### ASSIGNED TASK:
Would you output the following records verbatim and skip the images in them?

(Natural-language object grounding data)
++++

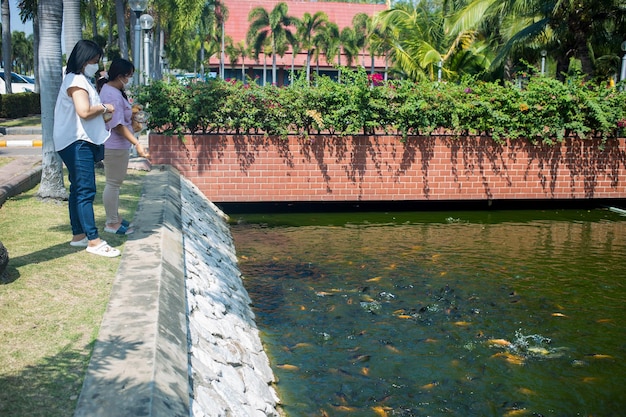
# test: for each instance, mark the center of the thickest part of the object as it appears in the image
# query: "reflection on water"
(433, 314)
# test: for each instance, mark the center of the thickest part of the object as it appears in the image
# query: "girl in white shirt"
(79, 133)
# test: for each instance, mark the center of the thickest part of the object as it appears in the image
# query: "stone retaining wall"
(229, 168)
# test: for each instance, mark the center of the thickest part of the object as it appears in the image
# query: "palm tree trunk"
(72, 26)
(120, 13)
(50, 65)
(6, 44)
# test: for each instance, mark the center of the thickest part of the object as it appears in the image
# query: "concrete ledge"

++++

### RESPONSE BOX:
# test: for each instance, mark the center of the thickest part of the object as it appears in the image
# query: "reflection on water"
(433, 314)
# test: for each instance, mark the center of the thickest part of the object as it appears in the image
# query: "girl in white shirt"
(79, 133)
# test: for each instance, mark the center of the thickest part of the object as it appears in the image
# query: "stone retaining wall"
(229, 168)
# test: for each instance, mark the center of the thickest part of the object as it appears in the image
# query: "palm tree trunk"
(72, 26)
(120, 13)
(50, 65)
(6, 44)
# test: for each instance, mark the center of the thickest part of the object as it appears in the image
# query: "concrete ledge"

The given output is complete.